---------- 本文

#ぼくとルドルフ
ルドルフと出会ったのは僕がまだ中学生の時。
当時住んでたマンションに隣接する公園、 しばらく放置されてた自転車のカゴの中に彼はいた。おそらくは誰か家で飼えない人がこの小さな命を見つけて、せめて目立つようにいれたのかもしれない。 カゴの中ですやすやと眠っていた黒猫に気づいた下校中の僕は、湧き上がる高揚を必死に抑え、そっと手をカゴにいれた。
子猫とは言え、流石は野生の猫。僕の存在に気付くのに、そう時間はかからなかった。目ヤニで固まってるのか、目は開かないまま上半身を起こし、僕の気配を感じると、さも当然のように差し出された手のひらの上にヨチヨチと慣れない足取りで登り、収まった。 まるで最初からそこが彼の定位置だったかのように、極々当たり前に、どうどうと。警戒などはまるでなく、手のひらに収まった彼はまた、スゥと鼻息を立てて眠りについた。
目ヤニで両目が開いてないにも関わらず、彼は僕を認識した。 僕を受け入れた。わずか数秒の出来事にも関わらず、彼は文字通り全てを僕に託してくれた。その行動に、抑えていた高揚感は一気に昂った。表すことのできない感情。
彼を抱えた僕は、すぐさま家へと向かった。器用に肘とあごでオートロックの暗証を解除し、なるべく振動のないよう気を配って。
家のドアをあけた僕は、この状況をどう母親に説明するべきかほんの少しだけ考えたが、 まわりくどいことはやめようとシャワー音がする風呂場に向かった。 脱衣所からドア越しに、帰宅した旨と、今手のひらで眠る黒猫の存在を伝えると、母は「少し待ってなさい」と促した。

--------------------
---------- 学習資料

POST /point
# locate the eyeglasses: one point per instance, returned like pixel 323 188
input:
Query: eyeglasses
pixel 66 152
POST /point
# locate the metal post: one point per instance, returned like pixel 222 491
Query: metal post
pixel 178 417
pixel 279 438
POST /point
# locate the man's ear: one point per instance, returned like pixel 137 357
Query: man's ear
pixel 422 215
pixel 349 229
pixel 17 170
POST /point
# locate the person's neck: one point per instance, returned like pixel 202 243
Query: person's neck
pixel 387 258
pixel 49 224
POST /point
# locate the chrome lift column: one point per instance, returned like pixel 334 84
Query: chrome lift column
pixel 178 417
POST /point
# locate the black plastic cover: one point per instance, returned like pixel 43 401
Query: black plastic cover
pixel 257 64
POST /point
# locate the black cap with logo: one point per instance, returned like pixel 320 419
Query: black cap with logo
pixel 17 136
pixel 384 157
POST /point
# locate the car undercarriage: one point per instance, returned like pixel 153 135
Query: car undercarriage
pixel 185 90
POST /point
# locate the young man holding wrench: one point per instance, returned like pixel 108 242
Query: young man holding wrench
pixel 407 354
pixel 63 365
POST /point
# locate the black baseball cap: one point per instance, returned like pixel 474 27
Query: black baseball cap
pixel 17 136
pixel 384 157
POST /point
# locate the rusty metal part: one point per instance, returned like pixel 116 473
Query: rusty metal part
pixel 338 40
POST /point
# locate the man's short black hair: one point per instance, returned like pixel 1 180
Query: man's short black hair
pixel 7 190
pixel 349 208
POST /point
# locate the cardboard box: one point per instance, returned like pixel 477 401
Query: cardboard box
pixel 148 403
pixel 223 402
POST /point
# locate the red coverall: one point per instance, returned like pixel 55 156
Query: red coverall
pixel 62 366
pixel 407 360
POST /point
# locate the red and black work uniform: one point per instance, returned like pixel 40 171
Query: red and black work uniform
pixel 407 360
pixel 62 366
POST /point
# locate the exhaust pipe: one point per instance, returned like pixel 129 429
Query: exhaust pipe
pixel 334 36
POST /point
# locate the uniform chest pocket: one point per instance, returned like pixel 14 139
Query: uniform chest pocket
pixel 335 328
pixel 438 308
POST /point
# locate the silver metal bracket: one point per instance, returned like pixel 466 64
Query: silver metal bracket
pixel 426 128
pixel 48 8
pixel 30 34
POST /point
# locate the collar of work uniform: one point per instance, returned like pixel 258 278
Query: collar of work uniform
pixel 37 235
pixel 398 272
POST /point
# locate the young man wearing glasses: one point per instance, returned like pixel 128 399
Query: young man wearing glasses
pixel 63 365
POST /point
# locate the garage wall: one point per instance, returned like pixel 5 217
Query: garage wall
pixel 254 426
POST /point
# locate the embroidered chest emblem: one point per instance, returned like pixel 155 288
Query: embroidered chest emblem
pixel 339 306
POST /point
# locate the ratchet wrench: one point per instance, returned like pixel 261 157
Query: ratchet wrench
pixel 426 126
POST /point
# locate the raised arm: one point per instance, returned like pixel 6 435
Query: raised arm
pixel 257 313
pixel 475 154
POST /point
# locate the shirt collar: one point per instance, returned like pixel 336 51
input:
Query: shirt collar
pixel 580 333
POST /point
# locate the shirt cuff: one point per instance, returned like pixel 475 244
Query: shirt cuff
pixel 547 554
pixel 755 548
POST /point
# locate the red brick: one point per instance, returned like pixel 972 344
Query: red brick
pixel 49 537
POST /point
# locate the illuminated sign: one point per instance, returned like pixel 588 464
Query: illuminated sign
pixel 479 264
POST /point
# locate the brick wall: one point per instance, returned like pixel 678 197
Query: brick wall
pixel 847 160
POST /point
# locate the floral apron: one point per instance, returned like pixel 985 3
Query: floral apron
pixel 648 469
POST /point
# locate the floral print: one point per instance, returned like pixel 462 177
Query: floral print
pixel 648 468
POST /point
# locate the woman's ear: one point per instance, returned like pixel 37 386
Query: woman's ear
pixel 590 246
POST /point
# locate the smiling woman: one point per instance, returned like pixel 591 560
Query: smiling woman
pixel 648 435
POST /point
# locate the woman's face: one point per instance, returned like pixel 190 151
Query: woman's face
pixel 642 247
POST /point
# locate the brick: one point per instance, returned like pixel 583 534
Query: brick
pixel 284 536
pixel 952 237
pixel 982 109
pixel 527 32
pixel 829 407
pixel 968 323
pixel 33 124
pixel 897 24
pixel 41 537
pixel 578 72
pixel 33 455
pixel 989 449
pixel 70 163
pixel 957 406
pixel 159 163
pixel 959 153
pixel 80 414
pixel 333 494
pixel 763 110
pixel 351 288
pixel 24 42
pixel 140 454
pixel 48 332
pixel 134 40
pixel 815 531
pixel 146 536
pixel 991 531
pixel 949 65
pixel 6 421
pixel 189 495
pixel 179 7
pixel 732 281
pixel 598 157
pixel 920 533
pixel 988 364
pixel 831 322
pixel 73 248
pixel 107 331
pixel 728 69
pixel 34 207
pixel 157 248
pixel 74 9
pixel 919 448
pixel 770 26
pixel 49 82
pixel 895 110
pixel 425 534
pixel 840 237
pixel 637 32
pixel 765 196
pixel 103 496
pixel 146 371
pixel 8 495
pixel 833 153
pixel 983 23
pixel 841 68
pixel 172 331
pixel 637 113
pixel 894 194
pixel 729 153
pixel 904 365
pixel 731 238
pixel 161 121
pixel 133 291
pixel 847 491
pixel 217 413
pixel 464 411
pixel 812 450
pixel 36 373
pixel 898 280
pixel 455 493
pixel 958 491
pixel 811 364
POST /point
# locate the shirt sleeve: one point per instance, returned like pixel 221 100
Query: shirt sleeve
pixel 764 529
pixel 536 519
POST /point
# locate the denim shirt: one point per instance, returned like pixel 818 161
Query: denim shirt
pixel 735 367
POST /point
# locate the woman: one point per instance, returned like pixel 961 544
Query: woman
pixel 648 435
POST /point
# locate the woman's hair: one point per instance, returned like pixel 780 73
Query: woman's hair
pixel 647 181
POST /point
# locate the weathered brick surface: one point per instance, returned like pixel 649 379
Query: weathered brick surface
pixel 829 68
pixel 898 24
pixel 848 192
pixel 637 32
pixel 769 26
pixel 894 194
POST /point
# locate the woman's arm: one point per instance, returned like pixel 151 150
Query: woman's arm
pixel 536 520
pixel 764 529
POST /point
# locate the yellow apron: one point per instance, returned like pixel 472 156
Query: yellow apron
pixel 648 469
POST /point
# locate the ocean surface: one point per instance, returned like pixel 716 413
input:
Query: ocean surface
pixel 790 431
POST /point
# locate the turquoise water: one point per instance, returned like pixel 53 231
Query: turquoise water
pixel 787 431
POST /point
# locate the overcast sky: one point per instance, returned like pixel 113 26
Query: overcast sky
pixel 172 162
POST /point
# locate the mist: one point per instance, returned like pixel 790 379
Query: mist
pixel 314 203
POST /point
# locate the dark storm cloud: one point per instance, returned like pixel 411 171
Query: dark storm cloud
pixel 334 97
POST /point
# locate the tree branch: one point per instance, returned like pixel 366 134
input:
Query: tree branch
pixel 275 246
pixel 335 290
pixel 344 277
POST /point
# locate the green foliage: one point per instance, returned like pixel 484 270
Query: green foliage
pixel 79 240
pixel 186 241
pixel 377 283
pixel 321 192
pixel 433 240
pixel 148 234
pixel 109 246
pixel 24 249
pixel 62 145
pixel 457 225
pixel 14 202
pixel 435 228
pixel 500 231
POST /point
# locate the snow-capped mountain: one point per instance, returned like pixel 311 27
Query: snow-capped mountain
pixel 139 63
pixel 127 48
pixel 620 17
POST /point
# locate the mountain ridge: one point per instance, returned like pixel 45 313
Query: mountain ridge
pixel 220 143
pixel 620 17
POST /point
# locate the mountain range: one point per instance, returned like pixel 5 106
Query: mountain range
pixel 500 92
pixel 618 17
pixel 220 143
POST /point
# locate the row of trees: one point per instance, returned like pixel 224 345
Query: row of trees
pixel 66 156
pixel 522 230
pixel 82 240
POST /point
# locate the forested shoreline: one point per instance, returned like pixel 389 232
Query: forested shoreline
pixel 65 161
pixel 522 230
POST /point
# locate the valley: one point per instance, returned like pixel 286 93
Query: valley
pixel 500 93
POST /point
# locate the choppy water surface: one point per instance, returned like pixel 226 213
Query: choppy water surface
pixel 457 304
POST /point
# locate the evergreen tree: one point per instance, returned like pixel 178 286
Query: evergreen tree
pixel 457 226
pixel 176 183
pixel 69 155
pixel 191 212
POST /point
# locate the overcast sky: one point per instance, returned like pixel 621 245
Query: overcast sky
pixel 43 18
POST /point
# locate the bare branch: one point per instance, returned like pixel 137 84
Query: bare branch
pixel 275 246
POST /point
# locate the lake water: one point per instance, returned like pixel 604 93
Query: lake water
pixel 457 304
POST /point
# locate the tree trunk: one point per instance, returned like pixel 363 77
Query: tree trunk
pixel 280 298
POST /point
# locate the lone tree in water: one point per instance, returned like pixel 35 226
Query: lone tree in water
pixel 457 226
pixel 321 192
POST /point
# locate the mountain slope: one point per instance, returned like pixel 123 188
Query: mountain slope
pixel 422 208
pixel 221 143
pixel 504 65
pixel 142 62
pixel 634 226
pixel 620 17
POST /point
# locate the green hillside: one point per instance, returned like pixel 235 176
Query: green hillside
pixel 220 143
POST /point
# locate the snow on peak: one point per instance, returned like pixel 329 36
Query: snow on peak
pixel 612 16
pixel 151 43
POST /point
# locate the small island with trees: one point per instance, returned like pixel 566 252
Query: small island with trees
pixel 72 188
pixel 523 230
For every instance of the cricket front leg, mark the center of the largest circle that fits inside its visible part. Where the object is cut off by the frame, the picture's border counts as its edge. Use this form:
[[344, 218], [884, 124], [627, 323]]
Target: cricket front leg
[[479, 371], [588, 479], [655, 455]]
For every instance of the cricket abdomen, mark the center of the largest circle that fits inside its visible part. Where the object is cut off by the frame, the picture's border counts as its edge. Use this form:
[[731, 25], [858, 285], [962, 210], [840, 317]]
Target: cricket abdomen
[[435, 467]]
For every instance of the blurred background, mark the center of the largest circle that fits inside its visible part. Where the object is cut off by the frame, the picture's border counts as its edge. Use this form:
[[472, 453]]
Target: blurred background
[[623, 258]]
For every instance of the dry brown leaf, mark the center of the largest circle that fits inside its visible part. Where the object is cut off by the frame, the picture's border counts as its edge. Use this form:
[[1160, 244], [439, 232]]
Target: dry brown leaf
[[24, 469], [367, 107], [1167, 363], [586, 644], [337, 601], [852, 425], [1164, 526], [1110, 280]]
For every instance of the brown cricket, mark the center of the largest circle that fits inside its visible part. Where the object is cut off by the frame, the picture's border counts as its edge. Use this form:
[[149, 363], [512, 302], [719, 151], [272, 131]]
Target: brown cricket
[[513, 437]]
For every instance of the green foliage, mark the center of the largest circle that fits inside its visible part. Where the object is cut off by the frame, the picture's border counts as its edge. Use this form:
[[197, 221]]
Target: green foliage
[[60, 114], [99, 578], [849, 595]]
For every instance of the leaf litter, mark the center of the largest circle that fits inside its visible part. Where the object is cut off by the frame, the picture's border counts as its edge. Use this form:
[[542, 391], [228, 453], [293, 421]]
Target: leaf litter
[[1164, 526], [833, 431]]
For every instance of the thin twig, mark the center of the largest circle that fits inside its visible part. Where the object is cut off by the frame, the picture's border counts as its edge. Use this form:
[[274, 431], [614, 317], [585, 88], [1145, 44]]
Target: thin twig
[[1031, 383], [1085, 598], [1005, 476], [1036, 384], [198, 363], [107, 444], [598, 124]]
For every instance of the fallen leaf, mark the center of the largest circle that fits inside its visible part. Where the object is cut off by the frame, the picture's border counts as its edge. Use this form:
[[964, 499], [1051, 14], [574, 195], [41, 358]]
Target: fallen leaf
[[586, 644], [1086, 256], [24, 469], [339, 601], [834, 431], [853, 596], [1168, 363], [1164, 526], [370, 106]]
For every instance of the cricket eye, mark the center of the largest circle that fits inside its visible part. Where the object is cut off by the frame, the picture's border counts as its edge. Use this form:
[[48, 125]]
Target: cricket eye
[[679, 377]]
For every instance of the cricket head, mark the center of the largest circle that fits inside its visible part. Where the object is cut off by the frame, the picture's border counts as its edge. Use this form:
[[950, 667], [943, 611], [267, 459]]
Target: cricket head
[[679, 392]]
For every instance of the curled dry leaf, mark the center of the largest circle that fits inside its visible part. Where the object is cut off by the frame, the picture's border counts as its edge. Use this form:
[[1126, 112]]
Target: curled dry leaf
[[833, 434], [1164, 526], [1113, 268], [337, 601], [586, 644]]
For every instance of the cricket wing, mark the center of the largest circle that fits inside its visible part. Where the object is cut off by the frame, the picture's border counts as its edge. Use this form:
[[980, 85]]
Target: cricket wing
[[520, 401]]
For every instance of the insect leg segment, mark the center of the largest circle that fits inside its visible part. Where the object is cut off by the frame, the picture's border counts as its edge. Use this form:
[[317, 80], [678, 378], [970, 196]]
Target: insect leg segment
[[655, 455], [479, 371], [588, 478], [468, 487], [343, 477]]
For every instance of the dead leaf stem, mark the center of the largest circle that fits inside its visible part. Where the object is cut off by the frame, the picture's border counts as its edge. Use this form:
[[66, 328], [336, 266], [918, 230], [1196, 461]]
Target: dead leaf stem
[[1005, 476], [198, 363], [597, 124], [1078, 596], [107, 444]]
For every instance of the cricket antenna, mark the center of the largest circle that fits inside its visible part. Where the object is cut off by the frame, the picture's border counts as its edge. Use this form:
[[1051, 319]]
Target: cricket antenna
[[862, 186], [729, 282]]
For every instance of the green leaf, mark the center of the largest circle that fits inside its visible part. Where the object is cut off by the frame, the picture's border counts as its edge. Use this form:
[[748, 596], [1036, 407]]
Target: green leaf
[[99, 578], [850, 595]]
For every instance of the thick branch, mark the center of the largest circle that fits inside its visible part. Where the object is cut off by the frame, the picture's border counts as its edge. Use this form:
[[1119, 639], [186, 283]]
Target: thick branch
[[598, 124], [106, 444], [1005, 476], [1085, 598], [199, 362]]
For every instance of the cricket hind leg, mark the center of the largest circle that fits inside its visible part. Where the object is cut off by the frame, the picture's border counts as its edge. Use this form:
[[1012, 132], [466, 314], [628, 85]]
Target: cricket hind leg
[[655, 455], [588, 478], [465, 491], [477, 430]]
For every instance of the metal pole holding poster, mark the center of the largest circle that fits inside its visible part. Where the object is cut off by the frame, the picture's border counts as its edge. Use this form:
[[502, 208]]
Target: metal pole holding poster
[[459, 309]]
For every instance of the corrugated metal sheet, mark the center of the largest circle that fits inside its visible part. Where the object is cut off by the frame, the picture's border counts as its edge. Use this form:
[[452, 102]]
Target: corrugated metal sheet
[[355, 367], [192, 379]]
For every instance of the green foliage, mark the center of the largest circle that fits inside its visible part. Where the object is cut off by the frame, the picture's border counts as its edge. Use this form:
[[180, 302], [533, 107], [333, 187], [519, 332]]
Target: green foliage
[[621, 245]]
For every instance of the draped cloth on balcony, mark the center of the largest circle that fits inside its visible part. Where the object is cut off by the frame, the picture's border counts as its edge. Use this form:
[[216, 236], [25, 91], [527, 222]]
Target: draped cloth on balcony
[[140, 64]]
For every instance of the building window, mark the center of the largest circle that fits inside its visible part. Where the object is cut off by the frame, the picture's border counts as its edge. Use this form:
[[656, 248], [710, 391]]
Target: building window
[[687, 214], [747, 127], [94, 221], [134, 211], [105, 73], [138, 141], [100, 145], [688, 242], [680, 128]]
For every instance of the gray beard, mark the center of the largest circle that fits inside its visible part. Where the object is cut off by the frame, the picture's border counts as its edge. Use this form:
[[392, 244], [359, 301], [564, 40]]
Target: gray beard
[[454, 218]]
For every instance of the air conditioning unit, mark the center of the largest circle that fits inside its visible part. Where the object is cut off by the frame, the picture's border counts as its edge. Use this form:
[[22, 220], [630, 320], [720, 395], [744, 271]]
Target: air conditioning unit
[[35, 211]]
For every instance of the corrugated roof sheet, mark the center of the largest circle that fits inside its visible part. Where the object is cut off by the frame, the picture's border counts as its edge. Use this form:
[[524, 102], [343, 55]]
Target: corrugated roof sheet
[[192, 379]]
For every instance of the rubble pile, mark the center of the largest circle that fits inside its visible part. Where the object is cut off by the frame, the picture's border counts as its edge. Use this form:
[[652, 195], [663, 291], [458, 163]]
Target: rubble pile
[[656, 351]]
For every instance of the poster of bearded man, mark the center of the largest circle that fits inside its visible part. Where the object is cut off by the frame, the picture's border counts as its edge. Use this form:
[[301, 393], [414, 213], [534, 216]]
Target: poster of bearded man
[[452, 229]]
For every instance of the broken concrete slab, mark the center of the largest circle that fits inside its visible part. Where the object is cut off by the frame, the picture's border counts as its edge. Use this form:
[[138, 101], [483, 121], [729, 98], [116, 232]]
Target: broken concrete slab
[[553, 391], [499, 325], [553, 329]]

--------------------

**取り組む課題**
1/ 本文の「彼を抱えた僕は、すぐさま家へと向かった。」という一文を英語に訳すこと。
2/ 本文を、「目ヤニで両目が開いてないにも」という語句を含むところから書き写し、「く振動のないよう気を配って。」まで写したら止めること。
エントリーはこの作業に関係しない。

**課題別の解答**
1/ Holding him, I headed straight for home.

2/
目ヤニで両目が開いてないにも関わらず、彼は僕を認識した。 僕を受け入れた。わずか数秒の出来事にも関わらず、彼は文字通り全てを僕に託してくれた。その行動に、抑えていた高揚感は一気に昂った。表すことのできない感情。
彼を抱えた僕は、すぐさま家へと向かった。器用に肘とあごでオートロックの暗証を解除し、なるべく振動のないよう気を配って。